§ Set problem
Convert every line of the listing below into a numbered list, omitting the blank lines. Leave the pictures out of your answer.

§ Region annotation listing
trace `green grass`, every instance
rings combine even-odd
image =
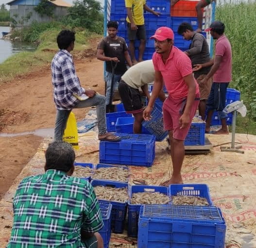
[[[216,12],[215,20],[225,24],[225,33],[232,48],[233,80],[230,87],[241,93],[246,103],[247,115],[238,114],[237,132],[256,135],[256,122],[252,116],[255,109],[250,107],[254,102],[253,92],[256,91],[256,1],[247,2],[225,0]]]
[[[19,52],[0,64],[0,83],[34,70],[36,67],[49,65],[58,49],[56,38],[60,30],[57,28],[46,30],[39,35],[39,45],[35,51]],[[98,36],[99,35],[91,33],[86,30],[77,31],[75,48],[72,53],[88,48],[88,39]]]

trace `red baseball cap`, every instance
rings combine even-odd
[[[158,28],[155,31],[154,34],[150,37],[150,39],[156,39],[160,41],[164,41],[167,39],[173,40],[174,38],[173,31],[167,27],[161,27]]]

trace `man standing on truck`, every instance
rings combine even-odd
[[[182,35],[185,40],[191,40],[189,48],[185,53],[190,59],[192,65],[205,63],[211,60],[209,46],[206,39],[201,33],[195,32],[189,23],[181,23],[178,28],[178,33]],[[199,115],[203,120],[205,117],[206,103],[211,90],[212,78],[210,78],[204,84],[201,83],[201,82],[210,69],[211,66],[207,66],[194,73],[194,77],[198,83],[200,92],[200,102],[198,107]]]
[[[201,81],[205,84],[213,76],[210,95],[206,103],[207,115],[205,125],[205,132],[210,131],[210,125],[213,111],[218,112],[219,118],[222,122],[222,128],[215,132],[215,134],[228,134],[226,122],[226,114],[222,110],[226,105],[226,94],[228,84],[232,80],[232,53],[229,41],[224,34],[224,23],[216,21],[205,30],[210,31],[213,39],[217,40],[215,44],[215,57],[210,61],[203,64],[195,65],[193,71],[196,72],[202,68],[212,65],[211,70]]]
[[[173,6],[176,2],[180,0],[172,0],[171,2],[171,6]],[[210,4],[213,1],[215,1],[216,0],[201,0],[196,5],[196,11],[197,16],[197,20],[198,21],[198,28],[196,31],[196,32],[202,32],[203,28],[203,11],[202,9],[206,6]]]
[[[185,155],[184,140],[198,107],[199,89],[193,76],[190,60],[173,46],[172,30],[161,27],[151,38],[154,39],[155,52],[153,60],[155,76],[143,117],[146,121],[150,119],[154,102],[164,81],[169,96],[163,106],[164,128],[169,132],[173,171],[171,178],[164,185],[182,184],[181,170]]]
[[[124,109],[127,113],[134,116],[133,130],[135,134],[141,133],[141,123],[143,120],[143,108],[139,88],[148,100],[150,99],[148,84],[154,80],[154,69],[152,60],[146,60],[130,67],[122,76],[118,90]],[[163,89],[158,95],[164,102],[165,94]]]
[[[133,64],[142,61],[146,45],[146,29],[144,25],[144,10],[159,16],[160,13],[152,10],[146,4],[146,0],[125,0],[127,10],[128,36],[129,50]],[[138,61],[135,58],[135,43],[136,38],[140,41]]]
[[[106,62],[106,105],[108,105],[111,104],[109,102],[109,98],[112,77],[114,77],[114,93],[118,88],[118,84],[121,76],[127,69],[125,62],[127,62],[129,66],[132,66],[132,64],[126,42],[124,39],[117,35],[118,30],[118,23],[116,21],[110,21],[107,23],[107,27],[108,35],[103,38],[99,43],[97,58]],[[113,66],[114,66],[116,63],[117,65],[113,76]]]

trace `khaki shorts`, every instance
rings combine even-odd
[[[202,74],[196,80],[199,86],[199,91],[200,92],[200,100],[207,100],[212,84],[212,78],[211,78],[205,83],[201,83],[201,81],[205,77],[205,74]]]

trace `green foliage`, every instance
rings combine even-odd
[[[52,17],[54,12],[54,6],[47,0],[41,0],[39,4],[34,8],[41,16],[47,16]]]
[[[68,14],[62,22],[72,28],[81,27],[92,32],[103,33],[103,15],[99,2],[95,0],[77,0],[68,8]]]
[[[12,34],[12,37],[18,36],[22,41],[24,42],[39,42],[40,36],[44,31],[55,28],[60,31],[62,26],[60,23],[56,22],[38,23],[33,21],[30,27],[24,28],[21,30],[16,30]]]
[[[228,0],[217,8],[216,20],[225,25],[225,33],[232,48],[233,81],[231,86],[239,90],[249,116],[256,117],[256,1]],[[250,108],[251,107],[251,108]]]
[[[10,21],[10,11],[2,4],[0,7],[0,21]]]

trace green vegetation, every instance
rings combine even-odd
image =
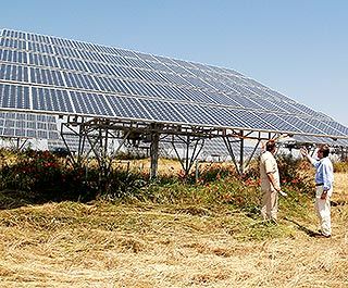
[[[282,187],[288,193],[281,198],[281,214],[297,221],[308,217],[313,191],[312,175],[306,162],[281,155],[278,159]],[[96,167],[73,168],[50,152],[27,150],[1,151],[2,208],[15,208],[48,201],[108,201],[117,204],[141,204],[165,208],[171,213],[195,216],[221,215],[226,229],[231,215],[240,213],[243,237],[260,238],[288,235],[281,227],[260,222],[259,163],[256,161],[239,176],[232,165],[210,163],[184,178],[178,171],[149,180],[142,170],[115,165],[107,190],[100,191]],[[231,225],[233,227],[231,227]],[[285,228],[285,226],[284,226]]]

§ Final answer
1. trace `green grass`, every instance
2. rings combine even-odd
3. image =
4. [[[216,12],[215,20],[225,24],[225,33],[232,48],[233,80],[230,87],[241,93],[246,103],[247,115],[238,114],[237,132],[256,135],[256,122],[252,116],[255,109],[250,107],[254,102],[253,92],[256,91],[256,1],[247,2],[225,0]]]
5. [[[19,52],[0,64],[0,83],[34,70],[36,67],[49,65],[58,49],[56,38],[60,30],[57,28],[46,30],[39,35],[39,45],[35,51]],[[98,36],[99,35],[91,33],[86,30],[77,31],[75,48],[72,53],[88,48],[88,39]]]
6. trace `red baseball cap`, every instance
7. rings combine even-odd
8. [[[158,28],[155,31],[154,34],[150,37],[150,39],[156,39],[160,41],[164,41],[167,39],[173,40],[174,38],[173,31],[167,27],[161,27]]]
9. trace `man standing on truck`, every instance
10. rings combine even-odd
11. [[[182,35],[185,40],[191,40],[189,48],[185,53],[190,59],[192,65],[205,63],[211,60],[209,46],[206,39],[201,33],[195,32],[189,23],[181,23],[178,28],[178,33]],[[199,115],[203,120],[205,117],[206,103],[211,90],[212,78],[210,78],[204,84],[201,83],[201,82],[210,69],[211,66],[207,66],[194,73],[194,77],[198,83],[200,92],[200,102],[198,107]]]
12. [[[201,81],[205,84],[213,76],[210,95],[206,103],[207,115],[205,125],[205,132],[210,131],[210,125],[213,111],[218,112],[219,118],[222,122],[222,128],[215,132],[215,134],[228,134],[226,122],[226,114],[222,110],[226,105],[226,94],[228,84],[232,80],[232,53],[229,41],[224,34],[224,23],[216,21],[205,30],[210,31],[213,39],[217,40],[215,44],[215,57],[210,61],[203,64],[195,65],[193,71],[196,72],[202,68],[212,65],[211,70]]]
13. [[[173,6],[176,2],[180,0],[172,0],[171,2],[171,6]],[[210,4],[213,1],[215,1],[216,0],[201,0],[196,5],[196,11],[197,16],[197,20],[198,21],[198,28],[196,31],[196,32],[202,32],[203,28],[203,11],[202,9],[206,6]]]
14. [[[185,155],[184,140],[198,107],[199,89],[193,76],[190,60],[173,46],[172,30],[161,27],[151,38],[154,39],[155,52],[153,60],[155,76],[143,117],[146,121],[150,119],[154,102],[164,81],[169,96],[163,106],[164,128],[169,132],[173,171],[171,178],[164,185],[182,184],[181,170]]]
15. [[[124,109],[127,113],[134,116],[133,130],[135,134],[141,133],[141,123],[143,120],[143,108],[139,88],[148,100],[150,99],[148,84],[154,80],[154,69],[152,60],[146,60],[130,67],[122,76],[118,90]],[[163,89],[158,95],[164,102],[165,94]]]
16. [[[133,64],[142,61],[146,45],[146,29],[144,25],[144,10],[159,16],[160,13],[152,10],[146,4],[146,0],[125,0],[127,10],[128,36],[129,50]],[[138,61],[135,58],[135,43],[136,38],[140,41]]]
17. [[[106,62],[106,105],[108,105],[111,104],[109,102],[109,98],[112,77],[114,77],[114,93],[118,88],[118,84],[121,76],[127,69],[125,62],[127,62],[129,66],[132,66],[132,64],[126,42],[124,39],[117,35],[118,30],[118,23],[116,21],[110,21],[107,23],[107,27],[108,35],[103,38],[99,43],[97,58]],[[113,66],[114,66],[116,63],[117,65],[113,76]]]
18. trace `khaki shorts`, every instance
19. rings combine even-odd
20. [[[202,74],[196,80],[199,86],[199,91],[200,92],[200,100],[207,100],[212,84],[212,78],[211,78],[205,83],[201,83],[201,81],[205,77],[205,74]]]
21. trace `green foliage`, every instance
22. rings combine even-odd
23. [[[52,17],[54,12],[54,6],[47,0],[41,0],[39,4],[34,8],[41,16],[47,16]]]
24. [[[68,14],[62,22],[72,28],[81,27],[92,32],[103,33],[103,15],[99,2],[95,0],[77,0],[68,8]]]
25. [[[12,34],[12,37],[18,36],[22,41],[24,42],[39,42],[40,36],[44,31],[55,28],[60,31],[62,26],[60,23],[56,22],[38,23],[33,21],[30,27],[24,28],[21,30],[16,30]]]
26. [[[228,0],[217,8],[216,20],[225,25],[225,33],[232,48],[233,81],[231,86],[239,90],[249,116],[256,117],[256,1]],[[250,108],[251,107],[251,108]]]
27. [[[10,21],[10,11],[2,4],[0,7],[0,21]]]
28. trace green vegetation, every instance
29. rings combine even-odd
30. image =
31. [[[282,187],[288,193],[281,198],[281,214],[297,221],[308,217],[313,191],[312,175],[306,162],[281,155],[278,159]],[[96,167],[73,168],[50,152],[27,150],[1,151],[2,208],[15,208],[48,201],[108,201],[117,204],[141,204],[165,208],[171,213],[195,216],[221,215],[226,229],[231,215],[240,213],[243,237],[260,238],[288,235],[281,227],[260,222],[259,163],[256,161],[239,176],[232,165],[210,163],[184,178],[178,171],[149,180],[142,170],[115,165],[107,190],[100,191]],[[231,225],[233,227],[231,227]],[[285,228],[285,226],[284,226]]]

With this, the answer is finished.